* [Text block]:

####################

Eyes of Love

Eyes of Love

I’ve discovered something that I’m sure will shock you. Parenting can be really hard.

I have two girls: Livvy who is 4.5, and Nana who just turned 3. I love them, and I would do anything for them. They truly are sweet girls, and I know how blessed I am to be their mama.

But there are times when frustration overshadows all feelings of love. I get tired of asking them to do something for the 811th time. It tries the very end of my patience when they stubbornly refuse to obey me. I want to bang my head against a wall when the tantrums hit and I cannot for the life of me figure out what it is that set them off, or how long it will be before the shrieking banshee who has replaced my child will take its leave and I can get my sweet girl back.

I love my girls to the moon and back. But can I confess something? Sometimes I don’t like them.

I know feeling this way is normal. I know nobody likes everybody all the time, and that the relationship between parent and child is no exception.

But it began to bother me. One morning, before I started my quiet time, I asked God to help me see my children through His eyes. I know my eyes are faulty—they are skewed by my humanness, tainted by the culture of the world—and God’s eyes are perfect.

Ephesians 5:1-2 says: “Follow God’s example, therefore, as dearly loved children and walk in the way of love, just as Christ loved us and gave Himself up for us as a fragrant offering and sacrifice to God.” (NIV)

God wants me to view my children through eyes of love. Not just any love—His love. The kind of love Jesus demonstrated for us while He was here on earth. The absolutely perfect, sacrificial love that laid everything down for us when we had done nothing to deserve it. In fact, we had done everything to be completely undeserving of it.

####################

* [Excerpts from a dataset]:
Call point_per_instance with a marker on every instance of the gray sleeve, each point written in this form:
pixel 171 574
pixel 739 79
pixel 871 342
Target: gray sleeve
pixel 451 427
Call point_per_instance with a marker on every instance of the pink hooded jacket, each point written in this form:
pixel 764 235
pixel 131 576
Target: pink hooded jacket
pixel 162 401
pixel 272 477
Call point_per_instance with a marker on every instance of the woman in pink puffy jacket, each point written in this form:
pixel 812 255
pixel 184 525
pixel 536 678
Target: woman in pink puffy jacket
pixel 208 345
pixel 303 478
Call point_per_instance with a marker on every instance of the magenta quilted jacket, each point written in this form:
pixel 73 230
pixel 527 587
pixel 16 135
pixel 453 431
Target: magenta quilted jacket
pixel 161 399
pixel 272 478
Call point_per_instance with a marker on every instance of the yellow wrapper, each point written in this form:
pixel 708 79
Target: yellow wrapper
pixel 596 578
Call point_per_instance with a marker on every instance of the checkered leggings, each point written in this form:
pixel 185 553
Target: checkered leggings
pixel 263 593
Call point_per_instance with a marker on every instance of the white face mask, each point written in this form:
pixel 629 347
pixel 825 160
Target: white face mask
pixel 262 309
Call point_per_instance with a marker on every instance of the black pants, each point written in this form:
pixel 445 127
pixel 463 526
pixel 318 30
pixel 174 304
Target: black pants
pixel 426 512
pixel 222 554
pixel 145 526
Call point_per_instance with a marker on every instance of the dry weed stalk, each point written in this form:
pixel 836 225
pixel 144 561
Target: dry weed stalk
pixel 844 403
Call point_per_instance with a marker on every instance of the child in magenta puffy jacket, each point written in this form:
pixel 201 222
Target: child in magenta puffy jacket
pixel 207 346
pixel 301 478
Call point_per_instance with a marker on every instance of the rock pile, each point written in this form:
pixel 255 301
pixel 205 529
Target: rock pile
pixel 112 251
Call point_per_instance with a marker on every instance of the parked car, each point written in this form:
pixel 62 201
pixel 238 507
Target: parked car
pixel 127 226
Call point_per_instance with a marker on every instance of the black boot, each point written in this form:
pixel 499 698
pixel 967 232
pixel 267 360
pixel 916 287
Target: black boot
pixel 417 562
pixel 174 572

####################

* [Tasks to perform]:
1 - From the "Eyes of Love" post, quote the passage that begins at the words "I have two girls: Livvy" and stops after the words "don’t like them.".
2 - According to the "Eyes of Love" post, what things frustrate the writer about her girls? List each one.
3 - Carry on the "Eyes of Love" post from its last sentence, adding a few more paragraphs.

* [Results by task]:
1 -
I have two girls: Livvy who is 4.5, and Nana who just turned 3. I love them, and I would do anything for them. They truly are sweet girls, and I know how blessed I am to be their mama.

But there are times when frustration overshadows all feelings of love. I get tired of asking them to do something for the 811th time. It tries the very end of my patience when they stubbornly refuse to obey me. I want to bang my head against a wall when the tantrums hit and I cannot for the life of me figure out what it is that set them off, or how long it will be before the shrieking banshee who has replaced my child will take its leave and I can get my sweet girl back.

I love my girls to the moon and back. But can I confess something? Sometimes I don’t like them.

2 -
- Having to ask them to do something for the 811th time
- Their stubborn refusal to obey her
- Their tantrums

3 -
No matter how many times my girls make me angry, no matter how their disobedience frustrates me or how their tantrums try the last of my patience, I must continue to view them through the eyes of God’s love.

Because here is the painful truth: I am no better.

How often do I disobey God? How many times do I throw silent tantrums or sulk when I have to do things I don’t want to or when I don’t get my way? How often have I done literally everything to be completely undeserving of God’s love? Yet God still loves me patiently, sweetly, and graciously. He never loses His temper with me. He never yells. He never turns His back and huffs away.

So the next time you have reached the end of your own love for those around you, call to mind just how perfectly God loves your imperfect self. Ask Him to help you view those who frustrate you through His perfect eyes of love. Then take a deep breath and allow God to shift your perspective from yours to His, and enjoy the miracle of totally selfless love.